> [Your goal]
Give the listing again exactly, omitting its images.

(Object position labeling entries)
====

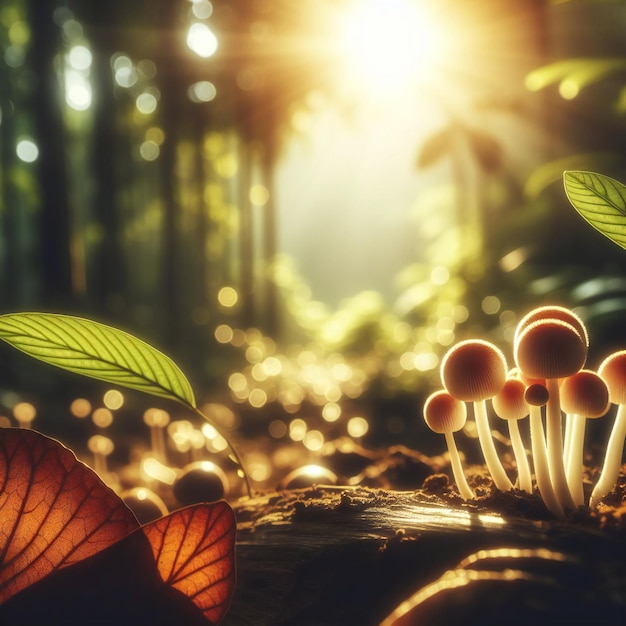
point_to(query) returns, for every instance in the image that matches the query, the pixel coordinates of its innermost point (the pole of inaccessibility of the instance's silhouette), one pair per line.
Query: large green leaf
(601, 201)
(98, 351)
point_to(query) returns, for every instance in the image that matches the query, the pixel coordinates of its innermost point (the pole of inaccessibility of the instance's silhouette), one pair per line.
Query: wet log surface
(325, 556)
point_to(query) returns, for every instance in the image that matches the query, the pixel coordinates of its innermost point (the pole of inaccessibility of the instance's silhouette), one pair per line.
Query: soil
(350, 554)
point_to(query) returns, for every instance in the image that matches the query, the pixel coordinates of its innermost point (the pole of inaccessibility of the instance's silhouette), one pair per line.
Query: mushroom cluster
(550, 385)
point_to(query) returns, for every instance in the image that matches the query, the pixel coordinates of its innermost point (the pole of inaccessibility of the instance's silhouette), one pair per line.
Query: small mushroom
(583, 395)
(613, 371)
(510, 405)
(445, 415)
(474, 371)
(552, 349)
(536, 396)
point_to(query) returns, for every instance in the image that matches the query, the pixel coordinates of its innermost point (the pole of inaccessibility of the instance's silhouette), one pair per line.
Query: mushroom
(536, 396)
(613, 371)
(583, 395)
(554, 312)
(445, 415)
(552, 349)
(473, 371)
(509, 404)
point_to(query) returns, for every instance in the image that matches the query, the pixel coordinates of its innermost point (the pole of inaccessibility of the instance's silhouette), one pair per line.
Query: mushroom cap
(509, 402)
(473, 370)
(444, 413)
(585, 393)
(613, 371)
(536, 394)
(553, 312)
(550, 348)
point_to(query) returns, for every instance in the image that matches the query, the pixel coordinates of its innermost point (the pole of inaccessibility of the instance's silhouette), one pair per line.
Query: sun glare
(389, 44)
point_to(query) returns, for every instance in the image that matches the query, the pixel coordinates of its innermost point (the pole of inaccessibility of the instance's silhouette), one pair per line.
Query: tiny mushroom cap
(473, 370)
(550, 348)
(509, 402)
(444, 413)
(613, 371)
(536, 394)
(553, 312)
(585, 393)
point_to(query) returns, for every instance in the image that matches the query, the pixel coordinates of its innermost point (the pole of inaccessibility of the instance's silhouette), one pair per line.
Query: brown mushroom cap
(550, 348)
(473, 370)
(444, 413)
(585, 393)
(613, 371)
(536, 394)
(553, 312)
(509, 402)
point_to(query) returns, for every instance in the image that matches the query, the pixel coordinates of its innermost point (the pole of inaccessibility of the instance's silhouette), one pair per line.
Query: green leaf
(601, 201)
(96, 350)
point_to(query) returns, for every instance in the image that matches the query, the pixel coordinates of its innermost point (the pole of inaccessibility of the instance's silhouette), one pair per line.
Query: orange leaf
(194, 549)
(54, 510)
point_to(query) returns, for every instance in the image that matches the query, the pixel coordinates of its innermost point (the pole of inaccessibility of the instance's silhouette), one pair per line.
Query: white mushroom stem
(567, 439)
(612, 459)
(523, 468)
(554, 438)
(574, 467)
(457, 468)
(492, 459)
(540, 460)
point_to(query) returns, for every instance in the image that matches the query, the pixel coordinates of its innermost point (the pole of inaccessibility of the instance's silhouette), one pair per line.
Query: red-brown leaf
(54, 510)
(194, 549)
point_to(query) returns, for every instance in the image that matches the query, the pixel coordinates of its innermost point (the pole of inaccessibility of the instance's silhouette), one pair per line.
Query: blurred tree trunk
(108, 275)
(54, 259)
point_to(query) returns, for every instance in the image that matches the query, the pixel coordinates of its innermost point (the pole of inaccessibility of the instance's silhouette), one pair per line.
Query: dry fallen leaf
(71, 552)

====

> [Task solution]
point_to(query) returns, for every instance in the image that matches the query, the pixel coordinates of its innermost point (the pole of inaccessibility of the instance's silhouette), one pair per line.
Query: large green leaf
(601, 201)
(98, 351)
point_to(query) returns, for every instance in the image that matches the query, the pixel coordinates of its innermost point (the pole of inaccessibility of the instance's silhouette), one pair per line.
Query: wet log surface
(325, 556)
point_to(query) returns, for every instance in the image that matches the query, the pixel coordinates of its innermost point (the pole of inaccessibility of the instance's silhouette), one pair per line.
Query: soil
(350, 554)
point_to(query) returns, for every instance in the image that matches the query, the pixel coordinates of its innermost point (the pole of inaccessibility of the instance's silhouette), one pair per line.
Query: mushroom cluster
(550, 385)
point_to(query) returns, for every instance in the image that matches the query, the pixel coordinates of its innermost point (the pole of inaccessibility of the instance's silhouette), one pair per line.
Query: small mushroom
(583, 395)
(613, 371)
(510, 405)
(445, 415)
(474, 371)
(552, 349)
(536, 396)
point_to(query) returns, for every instance in the image that matches the query, the pixel coordinates of its innermost point (the pole of inaccessibility of the instance's silhouette), one pair per line.
Query: mushroom
(536, 396)
(613, 371)
(583, 395)
(554, 312)
(445, 415)
(552, 349)
(473, 371)
(509, 404)
point_to(query) returns, for every instance in the image that matches the query, the pixel coordinates of its innermost point (the pole of inaccessibility of the instance's silhouette), one pair per line.
Query: mushroom cap
(509, 402)
(473, 370)
(444, 413)
(585, 393)
(613, 371)
(536, 394)
(553, 312)
(550, 348)
point_to(query) returns, for every instance in the image that matches the query, the pixel coordinates of its innermost point (the pole of inaccessibility of the instance's silhouette), one pair per line.
Query: sun glare
(389, 44)
point_to(query) returns, for every instance in the image that matches the query, the pixel coordinates of its innermost point (the pole of inaccessibility of the instance's silhouette), one pair per line.
Query: tiny mushroom cap
(473, 370)
(550, 348)
(509, 402)
(444, 413)
(613, 371)
(536, 394)
(553, 312)
(585, 393)
point_to(query) returns, for every instance in the image that matches the query, the pixel coordinates of its innermost point (the pole of inaccessibility of the instance's silhouette), one pair per line.
Query: brown mushroom cap
(550, 348)
(473, 370)
(444, 413)
(585, 393)
(613, 371)
(536, 394)
(553, 312)
(509, 402)
point_to(query) returns, for every instance in the image that matches the query, the pixel coordinates of its innermost point (the pole of inaccessibility of the instance's silhouette), one pair per line.
Query: green leaf
(601, 201)
(96, 350)
point_to(query) returns, for every instance in the image that matches the query, the pixel coordinates of its innermost point (the pole of inaccessibility of the instance's silhouette), one pair per line.
Query: orange leaf
(194, 549)
(54, 510)
point_to(query) returns, for every instance in the image that matches the query, the pixel coordinates of its innermost point (the pole of inaccessibility of the instance's silhouette), one pair per line.
Query: white mushroom stem
(567, 439)
(612, 459)
(523, 468)
(554, 438)
(574, 467)
(457, 468)
(492, 459)
(540, 460)
point_to(query) returns, for every instance in the image that matches the query, the pixel coordinates of its innermost point (the pole of inaccessibility of the instance's silhouette), one pair per line.
Query: red-brown leaf
(54, 510)
(194, 549)
point_to(query) returns, for every instance in the image that matches the query, the pixel coordinates of its innermost point (the pole of inaccessibility of the instance's silhouette), one pair per line.
Query: blurred tree trunk
(108, 275)
(54, 259)
point_to(query) returns, for every instance in the image that matches the query, the pixel coordinates of its innermost point (the pole of inaccessibility of the instance's silhouette), one pair per line.
Query: dry fallen leaf
(71, 552)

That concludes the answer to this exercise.